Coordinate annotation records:
────────────────────────────────────────

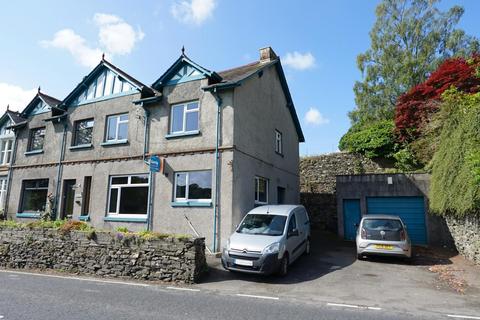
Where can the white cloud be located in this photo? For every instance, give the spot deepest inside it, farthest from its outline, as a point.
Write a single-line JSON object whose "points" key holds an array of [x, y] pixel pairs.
{"points": [[116, 37], [313, 116], [15, 96], [193, 11], [299, 61]]}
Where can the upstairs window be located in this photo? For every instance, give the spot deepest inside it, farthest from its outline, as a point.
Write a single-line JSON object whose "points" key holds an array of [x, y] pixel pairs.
{"points": [[184, 118], [117, 128], [261, 190], [83, 132], [37, 138], [278, 142], [107, 83], [6, 151]]}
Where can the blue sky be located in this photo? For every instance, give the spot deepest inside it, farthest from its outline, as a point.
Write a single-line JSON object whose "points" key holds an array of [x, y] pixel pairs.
{"points": [[50, 44]]}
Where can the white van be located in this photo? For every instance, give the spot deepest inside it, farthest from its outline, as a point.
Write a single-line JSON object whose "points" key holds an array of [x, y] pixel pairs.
{"points": [[268, 240]]}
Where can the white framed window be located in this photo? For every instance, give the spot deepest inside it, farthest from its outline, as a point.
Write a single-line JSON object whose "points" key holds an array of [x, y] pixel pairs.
{"points": [[278, 142], [117, 128], [3, 191], [261, 190], [128, 196], [6, 146], [193, 186], [184, 117]]}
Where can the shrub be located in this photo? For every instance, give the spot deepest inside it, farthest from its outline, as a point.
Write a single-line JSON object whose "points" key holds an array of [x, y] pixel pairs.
{"points": [[372, 140], [455, 186]]}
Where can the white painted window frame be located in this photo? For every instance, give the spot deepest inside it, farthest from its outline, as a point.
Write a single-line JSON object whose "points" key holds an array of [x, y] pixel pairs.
{"points": [[187, 189], [119, 192], [257, 190], [117, 127], [184, 120]]}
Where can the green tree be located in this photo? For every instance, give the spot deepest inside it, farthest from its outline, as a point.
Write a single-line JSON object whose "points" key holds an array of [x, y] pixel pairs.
{"points": [[408, 41]]}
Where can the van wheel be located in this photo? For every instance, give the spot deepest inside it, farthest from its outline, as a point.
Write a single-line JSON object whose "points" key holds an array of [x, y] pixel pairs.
{"points": [[283, 266], [307, 247]]}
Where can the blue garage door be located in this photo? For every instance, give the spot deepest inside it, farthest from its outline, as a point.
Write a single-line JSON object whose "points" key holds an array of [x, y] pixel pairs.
{"points": [[410, 209], [351, 218]]}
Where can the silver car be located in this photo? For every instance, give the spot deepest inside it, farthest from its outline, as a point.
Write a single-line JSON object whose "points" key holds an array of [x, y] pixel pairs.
{"points": [[268, 240], [383, 235]]}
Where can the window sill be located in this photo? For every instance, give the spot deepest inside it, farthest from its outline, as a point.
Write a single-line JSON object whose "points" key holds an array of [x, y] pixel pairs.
{"points": [[28, 215], [125, 219], [28, 153], [191, 204], [114, 143], [182, 134], [81, 146]]}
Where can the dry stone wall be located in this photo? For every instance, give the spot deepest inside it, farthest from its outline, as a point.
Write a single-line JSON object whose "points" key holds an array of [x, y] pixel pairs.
{"points": [[317, 183], [104, 254]]}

────────────────────────────────────────

→ **Work to do**
Copy the rows above word for word, from the line containing "Where can the white painted" through the last row, including both ends.

→ **Task output**
Where can the white painted window frame be located in this photo? For every instance, give the spot deepest inside it, farthest from its outline, as a point.
Write a single-line JSON object whose "points" key holds an array of [x, y] pixel pairs.
{"points": [[187, 189], [119, 192], [257, 190], [117, 127], [184, 120]]}
Where can the green tree be located in this photo? For every instance, give the spot deepest inside it, farthest from its outline, as a point.
Write a single-line JSON object whose "points" key holds an array of [x, y] pixel pairs.
{"points": [[408, 41]]}
Where can the van wheel be located in this photo? For every instance, give the spot deepest inside it, farthest from its outline, as a point.
Write a single-line JSON object whose "points" key holds an array of [x, y] pixel pairs.
{"points": [[283, 266], [307, 247]]}
Where can the blue garage door be located in this photo? For every instance, give the spot deepest inside it, farthest from its outline, as a point.
Write a single-line JSON object whose "points" key holds an array of [x, y] pixel pairs.
{"points": [[410, 209], [351, 218]]}
Where can the silver car be located in this photo? For every instance, give the spot deepest inside it, farthest from its outline, as a point.
Write a single-line JSON object whose "points" key holds an array of [x, y] pixel pairs.
{"points": [[268, 240], [383, 235]]}
Where can the window sill be located in this photo? For every instance, give the spot deepest inside it, farthest from its outline, as a point.
Write a single-line JSON object whose "points" key holds an array of [x, y] pixel pairs.
{"points": [[28, 215], [125, 219], [28, 153], [191, 204], [114, 143], [182, 134], [81, 146]]}
Where can the dry stone wall be located in this photo? For every instance, give the spot deepest inside it, farthest from its outline, as a point.
Write a single-line JSON object whose "points" key holds an array of [x, y] pixel pairs.
{"points": [[317, 183], [104, 254]]}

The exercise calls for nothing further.